SET TASK —
Quote the listing below line for line without changing anything, but leave out the pictures.

(Excerpts from point annotation data)

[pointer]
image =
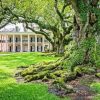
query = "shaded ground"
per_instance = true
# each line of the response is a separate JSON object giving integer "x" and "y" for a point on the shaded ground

ANSWER TO THE PROBLEM —
[pointer]
image =
query = "shaded ground"
per_instance = true
# each line of the response is a separate JSON object giving integer "x" and "y" for a point on the shaded ground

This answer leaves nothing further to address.